■ Work task ■
Having found the line containing "of the dirt" in the data below, reproduce that line and each one after it to the end, exactly, and include nothing else.

(Dataset records)
----------

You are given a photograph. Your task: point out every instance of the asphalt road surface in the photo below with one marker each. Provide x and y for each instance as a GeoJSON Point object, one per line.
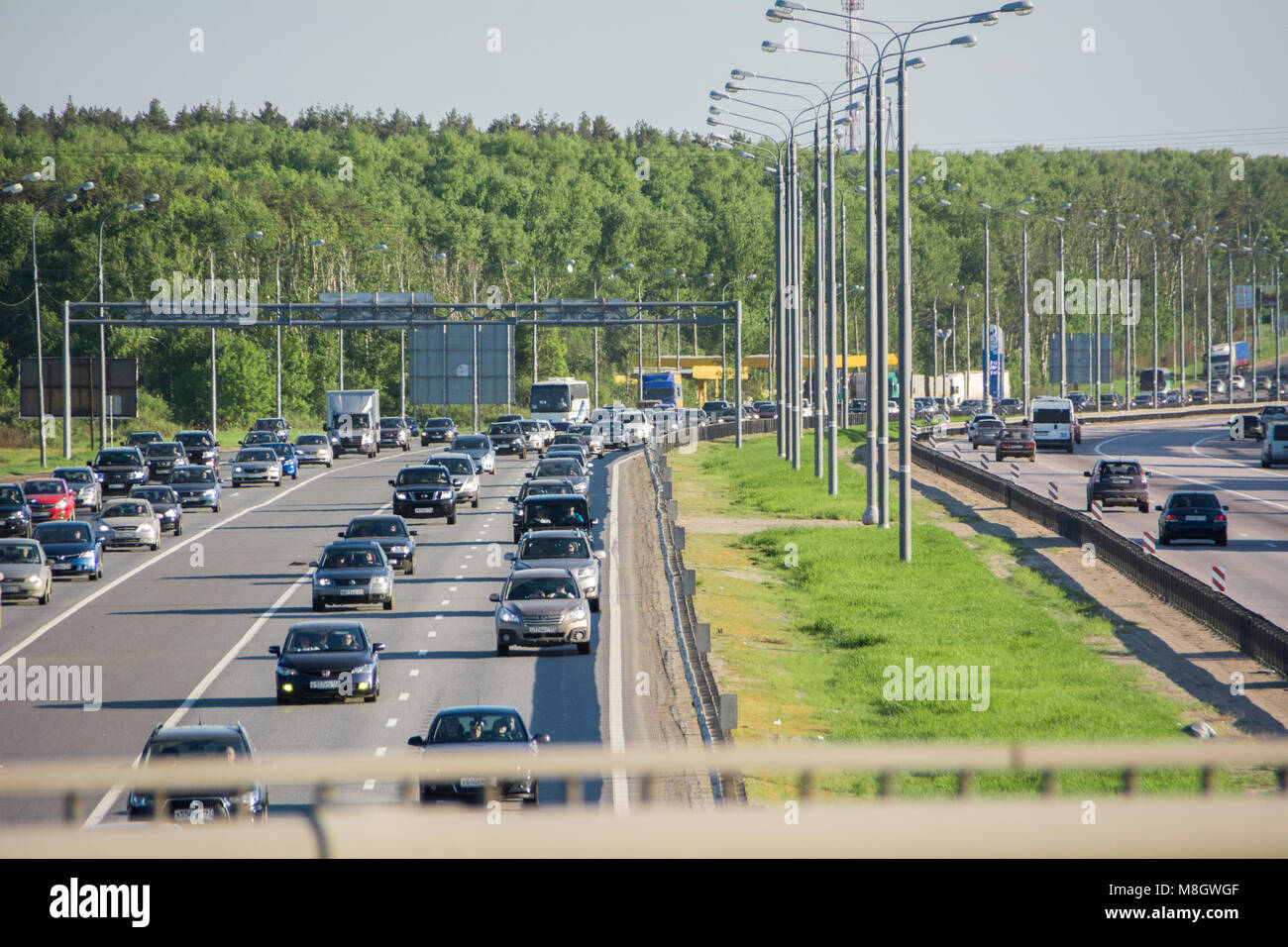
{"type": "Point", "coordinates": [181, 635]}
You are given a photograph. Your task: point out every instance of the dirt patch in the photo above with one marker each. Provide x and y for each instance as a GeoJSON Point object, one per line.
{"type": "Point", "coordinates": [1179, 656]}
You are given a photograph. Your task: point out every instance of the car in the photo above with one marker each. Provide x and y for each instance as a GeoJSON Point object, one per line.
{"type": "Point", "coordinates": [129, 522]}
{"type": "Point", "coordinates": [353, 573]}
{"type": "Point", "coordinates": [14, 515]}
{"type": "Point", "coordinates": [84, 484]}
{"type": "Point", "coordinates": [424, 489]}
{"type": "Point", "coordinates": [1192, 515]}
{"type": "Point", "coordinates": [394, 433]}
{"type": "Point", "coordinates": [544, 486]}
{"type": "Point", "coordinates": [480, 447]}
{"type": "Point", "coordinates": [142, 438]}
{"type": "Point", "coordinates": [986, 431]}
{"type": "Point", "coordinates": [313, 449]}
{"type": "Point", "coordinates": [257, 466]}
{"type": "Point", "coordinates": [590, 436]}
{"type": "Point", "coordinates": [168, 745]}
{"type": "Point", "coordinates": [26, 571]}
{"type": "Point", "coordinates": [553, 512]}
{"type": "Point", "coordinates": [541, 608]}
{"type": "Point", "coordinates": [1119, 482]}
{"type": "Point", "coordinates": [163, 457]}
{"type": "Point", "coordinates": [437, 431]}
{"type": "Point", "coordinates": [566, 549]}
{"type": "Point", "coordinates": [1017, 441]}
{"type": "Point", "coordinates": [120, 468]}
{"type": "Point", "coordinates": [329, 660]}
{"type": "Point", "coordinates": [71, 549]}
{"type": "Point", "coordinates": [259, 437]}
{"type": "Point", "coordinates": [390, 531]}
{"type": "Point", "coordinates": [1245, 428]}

----------

■ Exercise response ■
You are given a photograph. Your task: point out every instance of the dirt patch in the photo above with one marker each. Provide x and y for each instance as a GeoJSON Point object, one per line.
{"type": "Point", "coordinates": [1179, 656]}
You are given a photograph. Your task: point out every instance of the car in the photo above with one marker each. Provide x and y for each instance as a GeoJSON Point object, one per line.
{"type": "Point", "coordinates": [129, 522]}
{"type": "Point", "coordinates": [353, 573]}
{"type": "Point", "coordinates": [14, 515]}
{"type": "Point", "coordinates": [84, 484]}
{"type": "Point", "coordinates": [424, 489]}
{"type": "Point", "coordinates": [1192, 515]}
{"type": "Point", "coordinates": [394, 433]}
{"type": "Point", "coordinates": [544, 486]}
{"type": "Point", "coordinates": [480, 447]}
{"type": "Point", "coordinates": [142, 438]}
{"type": "Point", "coordinates": [986, 431]}
{"type": "Point", "coordinates": [313, 449]}
{"type": "Point", "coordinates": [257, 466]}
{"type": "Point", "coordinates": [590, 436]}
{"type": "Point", "coordinates": [168, 745]}
{"type": "Point", "coordinates": [26, 571]}
{"type": "Point", "coordinates": [553, 512]}
{"type": "Point", "coordinates": [541, 608]}
{"type": "Point", "coordinates": [1119, 482]}
{"type": "Point", "coordinates": [163, 457]}
{"type": "Point", "coordinates": [437, 431]}
{"type": "Point", "coordinates": [566, 549]}
{"type": "Point", "coordinates": [1017, 441]}
{"type": "Point", "coordinates": [120, 468]}
{"type": "Point", "coordinates": [329, 660]}
{"type": "Point", "coordinates": [71, 549]}
{"type": "Point", "coordinates": [259, 437]}
{"type": "Point", "coordinates": [390, 531]}
{"type": "Point", "coordinates": [1245, 428]}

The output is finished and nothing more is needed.